GIVEN RECORDS:
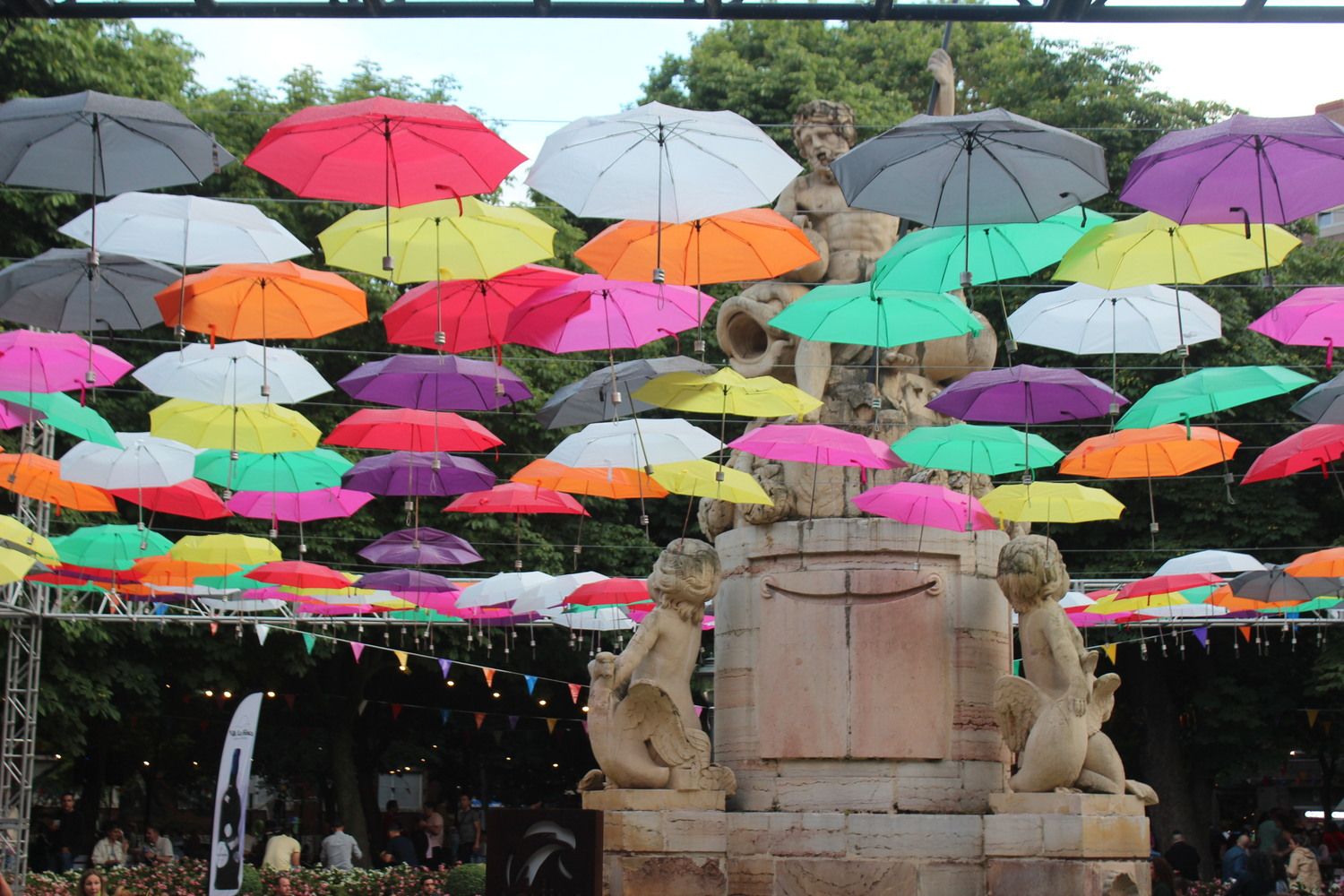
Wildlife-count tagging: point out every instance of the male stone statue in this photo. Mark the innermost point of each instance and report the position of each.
(642, 720)
(1051, 718)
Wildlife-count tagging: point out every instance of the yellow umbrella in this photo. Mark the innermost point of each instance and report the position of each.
(1150, 249)
(709, 479)
(1051, 503)
(445, 239)
(238, 549)
(260, 429)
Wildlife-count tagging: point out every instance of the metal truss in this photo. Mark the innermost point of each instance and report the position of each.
(1019, 11)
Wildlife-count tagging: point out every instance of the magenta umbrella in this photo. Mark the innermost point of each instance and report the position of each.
(1312, 316)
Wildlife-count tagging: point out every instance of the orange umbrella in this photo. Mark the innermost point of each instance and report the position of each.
(39, 478)
(753, 244)
(263, 301)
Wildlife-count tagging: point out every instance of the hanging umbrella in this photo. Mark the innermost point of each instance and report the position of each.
(1051, 503)
(191, 498)
(233, 374)
(464, 314)
(445, 239)
(1309, 316)
(410, 474)
(394, 429)
(38, 477)
(419, 547)
(435, 383)
(62, 289)
(1210, 392)
(234, 427)
(602, 394)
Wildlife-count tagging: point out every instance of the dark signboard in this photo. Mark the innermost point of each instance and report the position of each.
(543, 852)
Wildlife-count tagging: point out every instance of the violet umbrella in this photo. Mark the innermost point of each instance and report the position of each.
(435, 383)
(419, 547)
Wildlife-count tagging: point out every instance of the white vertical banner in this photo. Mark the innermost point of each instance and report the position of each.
(226, 844)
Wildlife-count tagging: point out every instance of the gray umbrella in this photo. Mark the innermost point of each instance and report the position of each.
(97, 144)
(589, 400)
(984, 168)
(53, 290)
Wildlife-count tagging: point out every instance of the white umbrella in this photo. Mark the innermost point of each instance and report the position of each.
(500, 589)
(1217, 562)
(233, 374)
(661, 163)
(551, 594)
(634, 445)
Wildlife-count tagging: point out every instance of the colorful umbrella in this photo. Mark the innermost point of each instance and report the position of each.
(435, 383)
(464, 314)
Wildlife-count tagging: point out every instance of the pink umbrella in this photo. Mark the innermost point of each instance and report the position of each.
(1312, 316)
(591, 314)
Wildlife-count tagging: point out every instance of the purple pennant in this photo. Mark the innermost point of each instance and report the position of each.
(435, 383)
(413, 473)
(419, 547)
(1027, 394)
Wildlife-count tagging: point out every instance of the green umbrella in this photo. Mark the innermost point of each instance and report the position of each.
(976, 449)
(62, 413)
(282, 471)
(110, 547)
(1209, 392)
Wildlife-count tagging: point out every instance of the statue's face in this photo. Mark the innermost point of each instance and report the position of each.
(822, 144)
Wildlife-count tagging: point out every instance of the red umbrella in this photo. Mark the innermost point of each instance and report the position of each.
(401, 429)
(193, 498)
(468, 314)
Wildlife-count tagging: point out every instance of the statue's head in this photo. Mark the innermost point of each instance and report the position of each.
(685, 576)
(1031, 571)
(823, 131)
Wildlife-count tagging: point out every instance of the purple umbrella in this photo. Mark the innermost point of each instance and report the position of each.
(405, 581)
(1027, 394)
(419, 547)
(435, 383)
(419, 474)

EXERCISE BRIEF:
Output each record above exactly as written. Skip any pictures.

COMPLETED EXERCISE:
Wildlife-count tagging: point out every instance of the male stone statue in this photo. Mark the innermost point of each instance and report the position of each.
(642, 720)
(1051, 718)
Wildlife-count tagging: point out every instance of the yellow umbrella in this photo. Mark the innermost point of each instance and report the position of each.
(1150, 249)
(709, 479)
(1051, 503)
(445, 239)
(238, 549)
(260, 429)
Wildlife-count tagging: point out every instance of the metal truss in this photo. Mark the innermost point of each instance and report the position of each.
(1019, 11)
Wildlife-count tagging: point out every instance of the magenta umbrella in this photo. Mark the innermost point of each instance and report the position of each.
(1312, 316)
Wildlife-count tagging: point out every instance of the orange umbrella in this photo. Mark the innermost point of each instance and report the position of each.
(39, 478)
(753, 244)
(263, 301)
Wildlife-count tagging: point out every instance of the hanging umbrella in this photo. Mark the innermost point of each instance and report the position of each.
(1051, 503)
(191, 498)
(233, 374)
(464, 314)
(445, 239)
(1309, 316)
(410, 474)
(394, 429)
(38, 477)
(419, 547)
(435, 383)
(62, 289)
(1210, 392)
(234, 427)
(602, 394)
Wildlife-count tagging: point out every instance of the dark signboard in this photo. Mark the innermost point of each instance and report the position of each.
(543, 852)
Wildlife-count tagging: point out every instance of the violet umbrella in this photo. Mark the innermost point of each instance and report the position of each.
(435, 383)
(419, 547)
Wildlife-count tagging: point out every instance of the white vertical banner in this photo. Mark the innermost point of each instance and report the position of each.
(226, 844)
Wildlife-count tagging: point out every instance of the gray umbrella in this photo. Mark the innermost point of each instance and report the position of each.
(97, 144)
(589, 400)
(984, 168)
(53, 290)
Wildlife-count tagging: point out every instance of the white umbrella in this photo. Mark the innermost point of each instance and report the position of each.
(500, 589)
(1217, 562)
(233, 374)
(661, 163)
(551, 594)
(634, 445)
Wildlife-count tagging: point out every instance of the colorful umbrella in this photo. Mark the innermost point of each instance and report the position of each.
(435, 383)
(464, 314)
Wildlife-count tagging: point out every instance of the pink umbrella in this photo. Mark the innermost point of each instance and report the position of each.
(1312, 316)
(591, 314)
Wildlife-count tagging: point out every instance of the purple pennant in this photo. Mark the innermost point of each instance and report the position of each.
(435, 383)
(413, 473)
(419, 547)
(1027, 394)
Wildlife-count tagging: point out every instance of the green umbrella in this photo. Mark the innermost point of each instance and report the position of each.
(976, 449)
(62, 413)
(282, 471)
(110, 547)
(1209, 392)
Wildlife-count tagging: point out every instance of the statue's face in this photo. Mark the innermost point of each instance and report the position of each.
(822, 144)
Wildlife-count tagging: point out every instance of the red umbrella in this photo. Mark the innermost point of each instance and report the position of each.
(401, 429)
(193, 498)
(468, 314)
Wildlife-count tagging: point out every instance of the statue's head in this photo. Mark the innermost point of each instance and report the position of each.
(685, 576)
(1031, 571)
(823, 131)
Wildlife-count tagging: point out every instance of the purple umbrella in this photo. Mark the innermost point of each instance and report the position of each.
(405, 581)
(1027, 394)
(419, 547)
(435, 383)
(419, 474)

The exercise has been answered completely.